▶ [Angezeigter Text]:
━━━━━━

    Die Politik der Schweiz steht auf einem liberalen Wertefundament. Dieses hat die Schweiz zu einem Erfolgsmodell gemacht: Freiheit, Eigenverantwortung und Fortschritt sind nicht einfache leere Worthülsen, sondern klare Richtlinien für die Politik, die Wirtschaft, ja die Gesellschaft insgesamt eines erfolgreichen Landes. Es sind genau diese Werte, welche die Schweiz stark gemacht haben. Aufgrund der zunehmenden Anspruchshaltung gegenüber dem Gemeinwesen und dem Steuerzahler und dem daraus resultierenden Umverteilungswahn ist es umso wichtiger, den Bürger vor der Gier von verschiedenen Interessensgruppen zu schützen.

    Mut haben, «Nein» zu sagen
    Wir müssen den Mut haben, neue Lösungen vorzuschlagen, die beim politischen Gegner zunächst Empörung auslösen. Wir leben in Zeiten, bei dem der Staat angeblich nicht genug für den Einzelnen tun will. Die Anspruchshaltung des linken Lagers, von Einwanderern und jüngeren Generationen ist schier grenzenlos. «Ich will haben, haben, haben. Ich hab› Hunger, also nehm› ich mir alles vom Buffet», heisst es auch im letzten Nr. 1 Sommerhit «Wildberry Lillet». Die liberale Wirtschaftspolitik wird vollständig diskreditiert, obwohl eine attraktive Standortpolitik heute so entscheidend ist wie nie zuvor. Kein Wunder also, lösen liberale Lösungsvorschläge regelmässig linke Protestwellen aus.

    Mutig sein, heisst aber auch, «Nein» zu sagen, wenn es das freiheitliche Gewissen fordert. Es ist die vornehmste Pflicht von Liberalen Nein zu sagen, wenn etwas den liberalen Werten diametral gegenübersteht. Zu oft starten Bürgerliche die Diskussion schon mit dem Kompromiss oder tragen faule Kompromisse mit. Dass wir Bürgerlichen Verantwortung übernehmen und uns gegen den Wind dieser linken Anspruchs-Mentalität stellen, ist richtig. Denn Verantwortung für das Land übernehmen bedeutet auch, den Mut zu haben, schlechte Lösungen zu bekämpfen. So sagt es Philipp Müller, der ehemalige Parteipräsident der FDP Schweiz, jeweils richtig «Der Sinn vom Freisinn ist es, Unsinn zu verhindern». Das haben wir in der Vergangenheit zu wenig getan.
━━━━━━
▶ [Bereitgestellte Datensätze]:

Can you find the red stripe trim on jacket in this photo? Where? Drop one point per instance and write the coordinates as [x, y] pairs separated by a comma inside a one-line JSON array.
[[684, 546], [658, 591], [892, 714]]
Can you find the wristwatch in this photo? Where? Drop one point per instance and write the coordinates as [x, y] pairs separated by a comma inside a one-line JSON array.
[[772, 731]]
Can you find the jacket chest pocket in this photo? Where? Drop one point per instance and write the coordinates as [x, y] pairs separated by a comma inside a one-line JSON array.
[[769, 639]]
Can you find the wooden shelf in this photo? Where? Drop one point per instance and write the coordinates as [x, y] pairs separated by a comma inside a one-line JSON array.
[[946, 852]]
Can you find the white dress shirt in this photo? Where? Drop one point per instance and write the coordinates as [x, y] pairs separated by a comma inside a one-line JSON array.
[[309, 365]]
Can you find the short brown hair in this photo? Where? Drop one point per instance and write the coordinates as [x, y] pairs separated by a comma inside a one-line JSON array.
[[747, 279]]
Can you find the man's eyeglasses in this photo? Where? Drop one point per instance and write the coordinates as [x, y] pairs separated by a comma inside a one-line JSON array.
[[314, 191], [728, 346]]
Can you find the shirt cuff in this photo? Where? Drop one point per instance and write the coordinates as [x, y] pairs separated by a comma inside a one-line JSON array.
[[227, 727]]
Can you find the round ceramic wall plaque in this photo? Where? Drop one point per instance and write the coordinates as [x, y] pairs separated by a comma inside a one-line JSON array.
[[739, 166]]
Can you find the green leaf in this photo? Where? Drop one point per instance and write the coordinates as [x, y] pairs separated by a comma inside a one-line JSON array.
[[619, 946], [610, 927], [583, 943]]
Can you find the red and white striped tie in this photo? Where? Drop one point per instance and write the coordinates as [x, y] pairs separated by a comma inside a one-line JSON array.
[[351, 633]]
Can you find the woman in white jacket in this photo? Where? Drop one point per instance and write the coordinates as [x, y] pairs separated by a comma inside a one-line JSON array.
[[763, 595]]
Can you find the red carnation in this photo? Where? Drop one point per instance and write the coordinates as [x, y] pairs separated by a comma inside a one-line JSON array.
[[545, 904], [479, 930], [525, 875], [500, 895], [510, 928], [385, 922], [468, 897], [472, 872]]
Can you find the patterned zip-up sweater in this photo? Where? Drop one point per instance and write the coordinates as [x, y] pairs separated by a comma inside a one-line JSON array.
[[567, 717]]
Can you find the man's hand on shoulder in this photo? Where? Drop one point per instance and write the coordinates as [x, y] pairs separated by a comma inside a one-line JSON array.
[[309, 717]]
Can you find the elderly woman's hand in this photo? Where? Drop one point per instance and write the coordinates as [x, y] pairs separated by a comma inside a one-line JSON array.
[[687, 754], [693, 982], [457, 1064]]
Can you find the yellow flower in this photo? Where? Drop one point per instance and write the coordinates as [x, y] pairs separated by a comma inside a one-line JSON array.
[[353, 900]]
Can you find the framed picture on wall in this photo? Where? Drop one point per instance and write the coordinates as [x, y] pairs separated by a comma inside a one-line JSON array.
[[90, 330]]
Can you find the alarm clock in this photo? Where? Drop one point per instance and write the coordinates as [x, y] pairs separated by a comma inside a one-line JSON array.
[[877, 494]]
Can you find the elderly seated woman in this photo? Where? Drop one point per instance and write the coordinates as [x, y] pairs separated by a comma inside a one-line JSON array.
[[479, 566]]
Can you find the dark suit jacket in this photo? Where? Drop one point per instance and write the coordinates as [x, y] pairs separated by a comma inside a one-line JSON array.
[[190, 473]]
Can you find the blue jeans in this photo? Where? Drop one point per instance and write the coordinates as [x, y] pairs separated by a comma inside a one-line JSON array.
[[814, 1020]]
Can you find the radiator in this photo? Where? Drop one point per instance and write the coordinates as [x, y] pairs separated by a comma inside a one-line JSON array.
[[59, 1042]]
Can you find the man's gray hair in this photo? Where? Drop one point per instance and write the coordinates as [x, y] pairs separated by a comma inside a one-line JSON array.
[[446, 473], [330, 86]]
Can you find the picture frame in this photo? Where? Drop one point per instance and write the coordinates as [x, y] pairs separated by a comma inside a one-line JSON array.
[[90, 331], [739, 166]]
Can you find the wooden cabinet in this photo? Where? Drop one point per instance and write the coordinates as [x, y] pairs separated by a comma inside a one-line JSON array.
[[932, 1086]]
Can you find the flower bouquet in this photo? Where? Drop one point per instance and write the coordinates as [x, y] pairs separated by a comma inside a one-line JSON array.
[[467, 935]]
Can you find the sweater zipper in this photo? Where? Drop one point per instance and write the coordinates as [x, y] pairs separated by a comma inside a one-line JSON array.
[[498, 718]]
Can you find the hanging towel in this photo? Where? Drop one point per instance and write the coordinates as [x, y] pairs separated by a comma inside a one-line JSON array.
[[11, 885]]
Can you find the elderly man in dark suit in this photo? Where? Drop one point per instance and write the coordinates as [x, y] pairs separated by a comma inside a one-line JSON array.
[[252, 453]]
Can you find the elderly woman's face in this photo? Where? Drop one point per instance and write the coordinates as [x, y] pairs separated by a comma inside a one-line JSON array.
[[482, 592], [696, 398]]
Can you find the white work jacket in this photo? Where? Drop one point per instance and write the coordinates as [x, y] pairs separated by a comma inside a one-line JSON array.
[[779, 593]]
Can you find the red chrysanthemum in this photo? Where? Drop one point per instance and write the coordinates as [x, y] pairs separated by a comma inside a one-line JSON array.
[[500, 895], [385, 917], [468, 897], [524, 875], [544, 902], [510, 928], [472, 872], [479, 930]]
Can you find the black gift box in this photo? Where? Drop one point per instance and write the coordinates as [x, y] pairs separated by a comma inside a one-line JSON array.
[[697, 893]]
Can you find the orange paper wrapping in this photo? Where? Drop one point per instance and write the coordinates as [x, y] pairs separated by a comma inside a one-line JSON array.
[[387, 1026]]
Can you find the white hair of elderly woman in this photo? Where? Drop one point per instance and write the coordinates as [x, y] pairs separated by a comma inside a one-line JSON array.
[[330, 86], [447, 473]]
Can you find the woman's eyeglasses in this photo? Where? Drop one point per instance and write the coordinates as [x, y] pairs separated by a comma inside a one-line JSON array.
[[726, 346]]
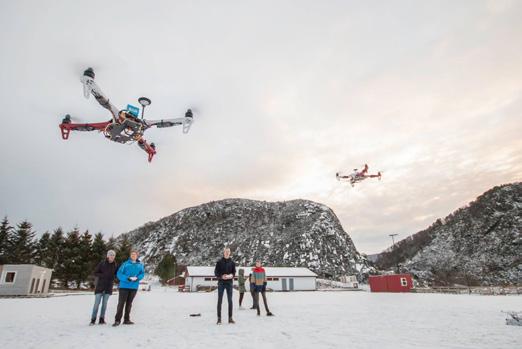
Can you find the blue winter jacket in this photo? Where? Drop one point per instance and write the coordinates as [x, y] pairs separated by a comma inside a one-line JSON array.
━━━━━━
▶ [Aufgabe 1]:
Welche drei Werte bezeichnet der Text über die liberalen Werte der Schweiz als klare Richtlinien für Politik, Wirtschaft und Gesellschaft?
▶ [Aufgabe 2]:
Schreiben Sie aus dem Text über die liberalen Werte der Schweiz den Abschnitt zwischen „Mutig sein, heisst“ und „zu wenig getan.“ einschließlich wortgetreu ab.

▶ [Ausgabe 1]:
Freiheit, Eigenverantwortung und Fortschritt.

▶ [Ausgabe 2]:
Mutig sein, heisst aber auch, «Nein» zu sagen, wenn es das freiheitliche Gewissen fordert. Es ist die vornehmste Pflicht von Liberalen Nein zu sagen, wenn etwas den liberalen Werten diametral gegenübersteht. Zu oft starten Bürgerliche die Diskussion schon mit dem Kompromiss oder tragen faule Kompromisse mit. Dass wir Bürgerlichen Verantwortung übernehmen und uns gegen den Wind dieser linken Anspruchs-Mentalität stellen, ist richtig. Denn Verantwortung für das Land übernehmen bedeutet auch, den Mut zu haben, schlechte Lösungen zu bekämpfen. So sagt es Philipp Müller, der ehemalige Parteipräsident der FDP Schweiz, jeweils richtig «Der Sinn vom Freisinn ist es, Unsinn zu verhindern». Das haben wir in der Vergangenheit zu wenig getan.